Fortunately they’re still super weird and their music is heavy enough intrinsically that it packs a punch even at geriatric speeds. The band has also been digging more deeply into its full catalog for this tour, so while we got mainstays like “Those Damned Blue-Collar Tweekers” and “Jerry Was A Racecar Driver”, nuggets like “Duchess And The Proverbial Mind Spread” and “Welcome To This World” (though only a partial rendition) kept us guessing. Then there was “Conspiranoia”, which they’ll most likely play every night of this leg at least. I understand fans’ laments that this somewhat forced multi-part suite gobbles up set time that could be spent on more beloved tunes or improv, but the song actually did work better in the live setting than its recorded version. Part of that was the creepy video accompaniment and part of it was less stilted transitions between sections of the song. You can guess what it’s about; Claypool loves his idiosyncratic character studies, and while the rest of us might find it easy to sit and mock conspiracy-theory junkies, Les’s intent is always to humanize while exposing dark underbellies. While the acoustics of the room, which were somewhat worse than what I’m accustomed to at this venue, weren’t kind to the mess of pre-recorded chatter that overtook the song in the end, the performance itself was absorbing.
Fun fact: my first Primus show was a Rush show, 1994 at the Dane County Coliseum. During “Tweekers” in Primus’s opening set, Les had waxed ecstatic about his own Rush fandom, even playing the “Passage To Bangkok” riff for us after bantering. I was instantly sold on the band; this was a type of humility and human-ness I had never before witnessed in a rock star on a stage. Now, maybe at the time he felt a dire need to win over the crowd amidst a relatively noisy, skronky set of music not suited for classic-rock heads; I took it as a simple acknowledgement that he was just some prog nerd like me.

Exercise description: According to the Primus review, why did "Conspiranoia" work better live than its recorded version? Answer in one to three sentences. These rows come from a different source.

Dataset rows:
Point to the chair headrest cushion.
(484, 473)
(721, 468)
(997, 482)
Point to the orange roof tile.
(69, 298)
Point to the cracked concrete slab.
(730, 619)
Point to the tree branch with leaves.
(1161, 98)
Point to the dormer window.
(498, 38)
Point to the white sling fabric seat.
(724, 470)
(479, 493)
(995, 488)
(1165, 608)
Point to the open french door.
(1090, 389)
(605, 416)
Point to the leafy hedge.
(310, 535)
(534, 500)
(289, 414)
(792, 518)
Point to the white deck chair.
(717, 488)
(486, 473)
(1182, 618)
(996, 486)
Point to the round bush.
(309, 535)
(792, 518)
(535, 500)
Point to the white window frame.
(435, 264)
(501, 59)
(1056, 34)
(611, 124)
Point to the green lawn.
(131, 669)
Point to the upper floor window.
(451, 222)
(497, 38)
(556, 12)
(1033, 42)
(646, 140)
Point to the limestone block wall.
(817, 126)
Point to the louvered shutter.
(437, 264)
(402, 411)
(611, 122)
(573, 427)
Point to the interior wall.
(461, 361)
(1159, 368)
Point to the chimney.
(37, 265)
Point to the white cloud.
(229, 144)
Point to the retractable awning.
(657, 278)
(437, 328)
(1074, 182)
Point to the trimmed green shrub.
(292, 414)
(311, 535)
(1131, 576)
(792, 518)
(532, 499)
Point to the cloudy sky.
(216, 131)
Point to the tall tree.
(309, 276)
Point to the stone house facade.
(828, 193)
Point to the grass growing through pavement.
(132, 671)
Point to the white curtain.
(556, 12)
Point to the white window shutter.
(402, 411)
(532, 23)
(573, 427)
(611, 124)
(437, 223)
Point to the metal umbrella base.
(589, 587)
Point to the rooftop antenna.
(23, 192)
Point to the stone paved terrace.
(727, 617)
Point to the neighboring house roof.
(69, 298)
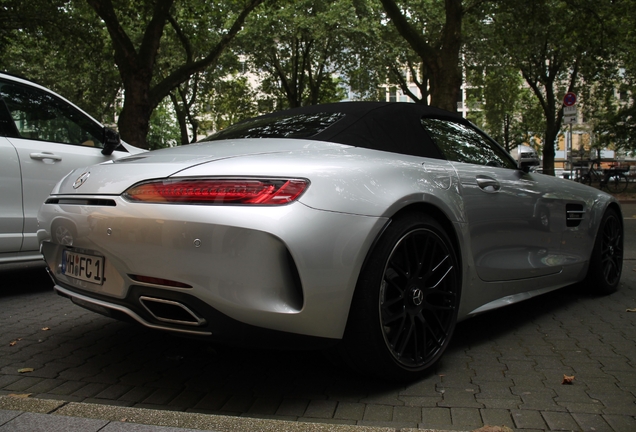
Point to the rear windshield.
(296, 126)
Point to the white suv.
(42, 138)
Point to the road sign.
(569, 119)
(569, 110)
(569, 99)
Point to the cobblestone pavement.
(502, 368)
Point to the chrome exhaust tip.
(170, 311)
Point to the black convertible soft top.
(385, 126)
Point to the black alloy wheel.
(405, 307)
(418, 302)
(606, 262)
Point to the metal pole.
(570, 154)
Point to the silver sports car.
(370, 229)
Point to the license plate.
(89, 268)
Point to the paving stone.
(292, 407)
(621, 423)
(593, 422)
(497, 417)
(350, 411)
(559, 420)
(36, 422)
(403, 414)
(378, 413)
(469, 417)
(464, 398)
(528, 419)
(436, 416)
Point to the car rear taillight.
(218, 191)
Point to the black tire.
(405, 306)
(616, 183)
(606, 262)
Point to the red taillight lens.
(218, 191)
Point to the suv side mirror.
(527, 163)
(111, 141)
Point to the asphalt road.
(502, 368)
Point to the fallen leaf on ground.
(493, 429)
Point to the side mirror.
(111, 141)
(527, 163)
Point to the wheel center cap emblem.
(418, 297)
(81, 179)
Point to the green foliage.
(164, 130)
(300, 47)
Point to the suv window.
(460, 143)
(41, 116)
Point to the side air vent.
(82, 201)
(574, 215)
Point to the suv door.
(46, 137)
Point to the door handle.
(488, 184)
(45, 155)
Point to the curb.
(124, 416)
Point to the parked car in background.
(371, 228)
(42, 138)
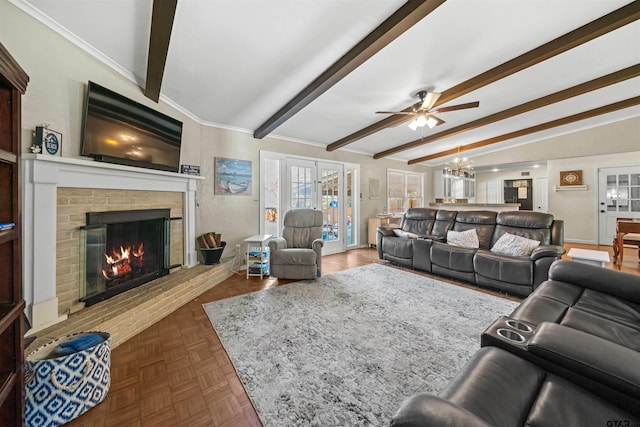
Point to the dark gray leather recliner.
(429, 251)
(578, 366)
(298, 253)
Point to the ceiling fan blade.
(457, 107)
(430, 100)
(408, 113)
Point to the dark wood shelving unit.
(13, 83)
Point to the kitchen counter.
(476, 206)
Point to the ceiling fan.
(422, 111)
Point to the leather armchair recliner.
(298, 253)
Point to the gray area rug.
(347, 349)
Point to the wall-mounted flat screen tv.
(119, 130)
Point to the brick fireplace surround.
(57, 194)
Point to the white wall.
(58, 74)
(501, 176)
(59, 71)
(579, 209)
(240, 216)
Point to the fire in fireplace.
(121, 250)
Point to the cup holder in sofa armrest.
(508, 333)
(519, 326)
(511, 335)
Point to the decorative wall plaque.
(570, 177)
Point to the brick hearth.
(129, 313)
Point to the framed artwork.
(571, 178)
(48, 141)
(232, 176)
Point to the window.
(404, 190)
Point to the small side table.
(588, 256)
(258, 255)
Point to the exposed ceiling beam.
(533, 129)
(161, 24)
(402, 19)
(590, 31)
(591, 85)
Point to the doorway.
(289, 183)
(519, 191)
(618, 197)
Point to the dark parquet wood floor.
(176, 373)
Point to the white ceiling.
(234, 63)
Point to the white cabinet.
(448, 187)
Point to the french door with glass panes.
(619, 197)
(318, 185)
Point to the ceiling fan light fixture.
(421, 119)
(432, 122)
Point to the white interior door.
(618, 197)
(320, 185)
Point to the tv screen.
(120, 130)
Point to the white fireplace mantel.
(41, 176)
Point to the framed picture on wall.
(232, 176)
(571, 178)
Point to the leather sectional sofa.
(422, 245)
(567, 356)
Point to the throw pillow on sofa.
(466, 239)
(401, 233)
(511, 244)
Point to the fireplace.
(121, 250)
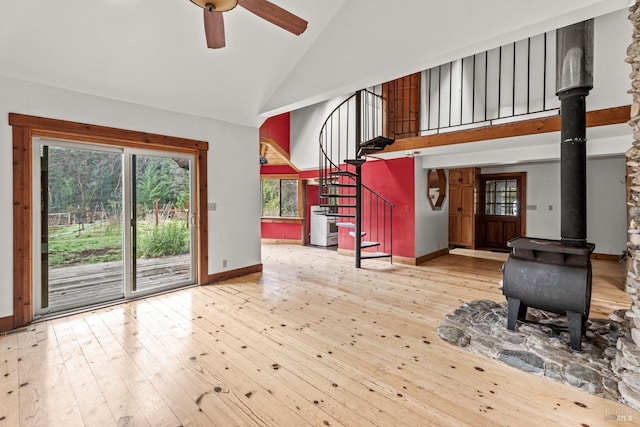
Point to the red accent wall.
(313, 192)
(274, 230)
(278, 129)
(395, 181)
(277, 170)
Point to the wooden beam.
(607, 116)
(22, 227)
(41, 126)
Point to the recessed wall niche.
(436, 188)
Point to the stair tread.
(337, 195)
(368, 244)
(339, 206)
(355, 162)
(342, 173)
(382, 141)
(339, 184)
(345, 224)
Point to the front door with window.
(114, 223)
(500, 214)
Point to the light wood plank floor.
(310, 341)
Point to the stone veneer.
(627, 360)
(541, 351)
(541, 345)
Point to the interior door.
(114, 223)
(501, 214)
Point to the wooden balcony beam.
(607, 116)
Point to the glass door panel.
(81, 227)
(162, 232)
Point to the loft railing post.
(358, 208)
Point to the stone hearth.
(541, 345)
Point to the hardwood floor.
(310, 341)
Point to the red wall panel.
(288, 231)
(395, 181)
(278, 129)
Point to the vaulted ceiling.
(154, 52)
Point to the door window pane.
(501, 197)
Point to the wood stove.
(548, 275)
(555, 275)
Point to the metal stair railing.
(356, 119)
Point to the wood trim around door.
(24, 129)
(522, 203)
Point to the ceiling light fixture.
(214, 20)
(217, 5)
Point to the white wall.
(432, 227)
(306, 124)
(606, 201)
(234, 228)
(454, 94)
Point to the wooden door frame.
(24, 129)
(522, 200)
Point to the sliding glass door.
(114, 223)
(162, 232)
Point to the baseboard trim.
(606, 257)
(6, 323)
(282, 241)
(432, 255)
(232, 274)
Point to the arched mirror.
(436, 188)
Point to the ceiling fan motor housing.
(217, 5)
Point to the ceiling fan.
(214, 22)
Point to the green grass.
(94, 244)
(98, 243)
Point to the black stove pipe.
(574, 63)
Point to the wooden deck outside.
(310, 341)
(71, 287)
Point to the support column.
(627, 362)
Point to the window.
(280, 197)
(501, 197)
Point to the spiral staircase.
(352, 133)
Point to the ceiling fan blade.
(214, 29)
(276, 15)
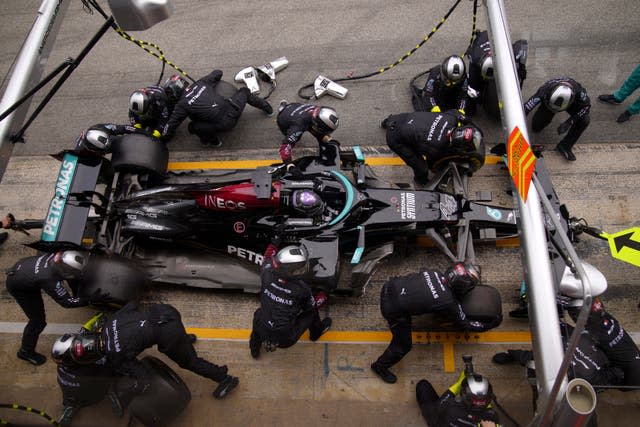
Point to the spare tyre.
(138, 153)
(166, 397)
(116, 276)
(482, 303)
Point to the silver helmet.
(486, 67)
(139, 102)
(561, 97)
(453, 69)
(292, 261)
(476, 392)
(326, 120)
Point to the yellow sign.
(521, 162)
(625, 245)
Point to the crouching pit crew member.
(287, 305)
(295, 119)
(420, 293)
(466, 403)
(133, 329)
(421, 138)
(28, 278)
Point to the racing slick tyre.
(139, 154)
(482, 303)
(118, 279)
(166, 397)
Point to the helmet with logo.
(83, 348)
(452, 70)
(465, 139)
(561, 97)
(476, 392)
(69, 264)
(140, 102)
(292, 261)
(325, 120)
(486, 67)
(462, 278)
(93, 140)
(307, 202)
(174, 87)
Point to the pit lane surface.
(329, 383)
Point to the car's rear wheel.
(483, 303)
(166, 397)
(136, 153)
(118, 277)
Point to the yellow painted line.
(449, 357)
(251, 164)
(373, 337)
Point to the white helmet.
(326, 120)
(453, 69)
(486, 67)
(292, 261)
(561, 97)
(69, 263)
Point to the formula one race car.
(209, 228)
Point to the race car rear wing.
(69, 208)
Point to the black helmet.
(452, 70)
(476, 392)
(69, 263)
(80, 348)
(561, 97)
(462, 278)
(307, 202)
(486, 67)
(140, 102)
(466, 138)
(292, 261)
(325, 120)
(174, 87)
(93, 140)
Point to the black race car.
(209, 228)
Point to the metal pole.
(28, 70)
(543, 315)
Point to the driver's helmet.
(561, 97)
(69, 264)
(462, 278)
(452, 70)
(140, 102)
(292, 261)
(79, 348)
(307, 202)
(465, 139)
(93, 140)
(174, 87)
(476, 392)
(486, 67)
(325, 120)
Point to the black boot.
(225, 386)
(31, 356)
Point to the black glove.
(564, 126)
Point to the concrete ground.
(329, 382)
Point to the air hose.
(405, 56)
(43, 414)
(144, 45)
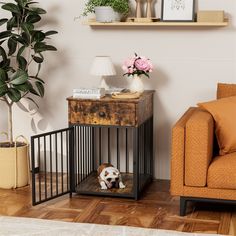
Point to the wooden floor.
(156, 209)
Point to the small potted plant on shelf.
(107, 10)
(21, 47)
(136, 67)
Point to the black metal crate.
(66, 161)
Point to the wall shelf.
(159, 24)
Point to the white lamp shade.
(102, 66)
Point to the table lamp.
(103, 66)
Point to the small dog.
(109, 177)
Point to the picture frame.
(178, 10)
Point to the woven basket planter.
(14, 165)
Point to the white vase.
(137, 84)
(106, 14)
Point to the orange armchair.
(198, 173)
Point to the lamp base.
(103, 84)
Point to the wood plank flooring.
(156, 209)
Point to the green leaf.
(14, 94)
(34, 77)
(3, 54)
(26, 38)
(1, 42)
(11, 7)
(20, 77)
(21, 40)
(20, 51)
(24, 87)
(5, 64)
(5, 34)
(11, 23)
(33, 18)
(37, 10)
(33, 91)
(3, 88)
(27, 27)
(3, 21)
(38, 36)
(22, 62)
(21, 2)
(3, 75)
(12, 44)
(40, 88)
(33, 101)
(37, 59)
(51, 32)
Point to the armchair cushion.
(222, 172)
(226, 90)
(198, 147)
(224, 113)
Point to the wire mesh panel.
(51, 163)
(129, 149)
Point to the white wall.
(188, 64)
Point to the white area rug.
(28, 226)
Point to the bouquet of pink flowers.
(137, 65)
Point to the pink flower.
(143, 64)
(129, 62)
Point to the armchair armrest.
(178, 153)
(198, 147)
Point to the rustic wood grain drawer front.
(102, 113)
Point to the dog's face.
(111, 177)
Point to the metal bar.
(118, 148)
(145, 148)
(39, 175)
(151, 147)
(49, 133)
(81, 154)
(33, 171)
(71, 155)
(136, 163)
(56, 163)
(62, 169)
(84, 152)
(109, 145)
(100, 146)
(50, 150)
(45, 166)
(67, 160)
(127, 150)
(94, 148)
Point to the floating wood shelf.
(159, 24)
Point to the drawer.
(102, 113)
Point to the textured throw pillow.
(226, 90)
(224, 113)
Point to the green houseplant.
(107, 10)
(21, 56)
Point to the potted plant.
(21, 47)
(107, 10)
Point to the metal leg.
(136, 163)
(183, 206)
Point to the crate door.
(52, 156)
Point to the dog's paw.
(103, 186)
(121, 185)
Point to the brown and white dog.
(109, 177)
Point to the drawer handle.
(102, 114)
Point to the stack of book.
(89, 93)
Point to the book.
(95, 91)
(87, 96)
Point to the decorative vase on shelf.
(137, 84)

The reply: It worked better live partly because of the creepy video that accompanied it. The transitions between the song's sections were also less stilted than on the recording.